_PROVIDED TEXT:_
::::::::::
The function fgetl
is used to read a single line from a text file, so one option would be to write a loop which continually reads a single line using fgetl
and checks if the first column contains "5000" before deciding whether to include it in your data set or not.
This is the solution presented in il_raffa's answer. Notice that you actually have to read the entire file anyway, since you read the entire line with fgetl
and then use textscan
on it! So it certainly won't be any faster than reading the entire file and then filtering it (though it may be more memory-efficient).
Really what you want is to read the file character by character, aborting each line if you can determine that you won't be reading it, based on the value of the "A" column.
If you were writing C or another low-level language this would probably be faster than importing the entire file and filtering it afterward. However, because of the overhead introduced by MATLAB it will almost certainly be faster and easier to read the entire file and filter it later. The textscan
function is pretty good (and speedy) at reading delimited files, and 200MB is really not that large (it fits comfortably into memory on any modern computer, for example). You should just make sure to filter each data set after reading it, rather than reading all data sets and then filtering them all.
::::::::::
[Rows from a dataset for labeling boxes]
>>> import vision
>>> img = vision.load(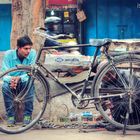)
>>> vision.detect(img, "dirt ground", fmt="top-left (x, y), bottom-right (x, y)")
top-left (0, 129), bottom-right (140, 140)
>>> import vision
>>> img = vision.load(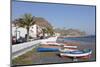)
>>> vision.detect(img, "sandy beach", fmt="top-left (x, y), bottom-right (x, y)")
top-left (13, 39), bottom-right (96, 65)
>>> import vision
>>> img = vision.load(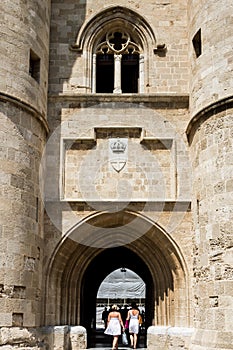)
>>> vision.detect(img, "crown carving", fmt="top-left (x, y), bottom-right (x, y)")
top-left (110, 140), bottom-right (126, 153)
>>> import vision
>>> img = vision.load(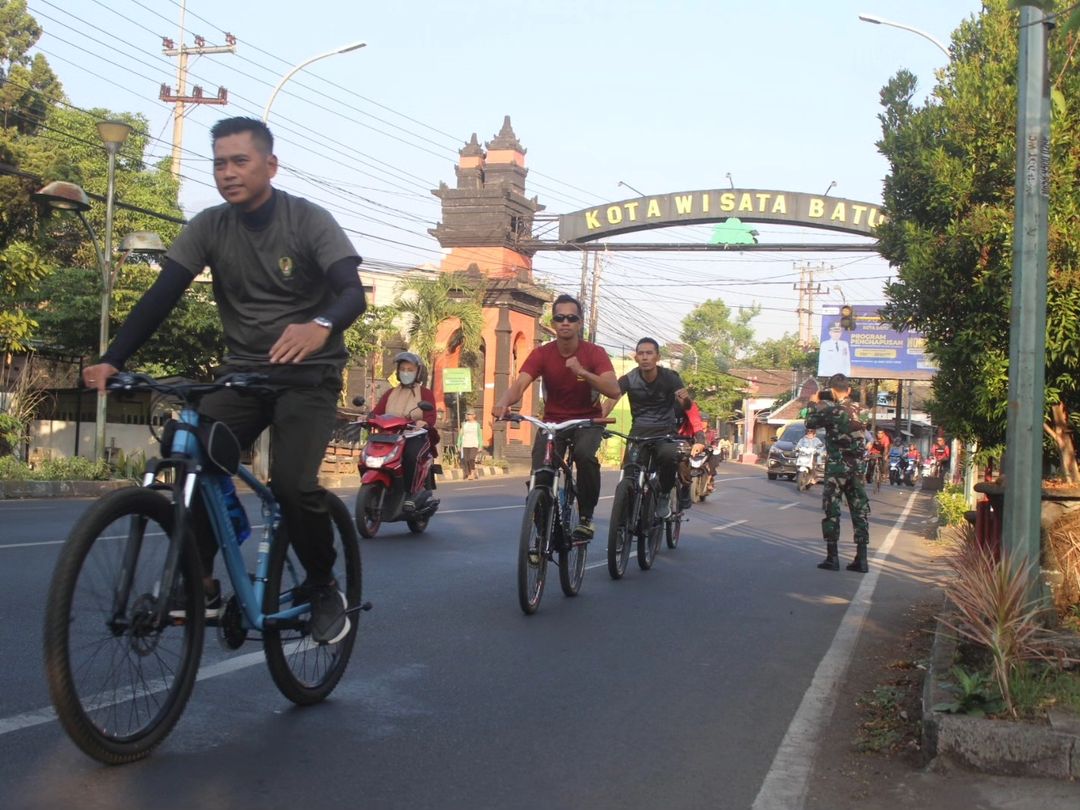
::::::::::
_GOALS:_
(1) Pick out each line of the records that contains the word "right", treating uppercase and lowercase as different.
(2) Write the next part of the text about reading a large delimited file in MATLAB, picking up after its final sentence.
The text and the records are unrelated to each other.

_ANSWERS TO THE EXERCISES:_
(1)
>>> vision.detect(img, "dirt ground", fmt="top-left (x, y), bottom-right (x, y)")
top-left (0, 129), bottom-right (140, 140)
>>> vision.detect(img, "sandy beach", fmt="top-left (x, y), bottom-right (x, y)")
top-left (13, 39), bottom-right (96, 65)
>>> vision.detect(img, "crown carving", fmt="top-left (x, y), bottom-right (x, y)")
top-left (110, 140), bottom-right (126, 153)

(2)
To the second part of your question, regarding whether you can selectively import columns - MATLAB doesn't provide a built-in way to do this. However, it isn't that tricky, if you can make a few assumptions about your file format. If we assume that
- The file is in comma or tab delimited format
- It has a header line
Then you can read the header line (using fgetl
) which will tell you how many columns there are, and what their names are. You can then use that information to build a call to textscan
which will read the delimited columns, and filter out the ones whose headers don't match what you need. A simple version of this might look like -
function columns = import_columns(filename, headers)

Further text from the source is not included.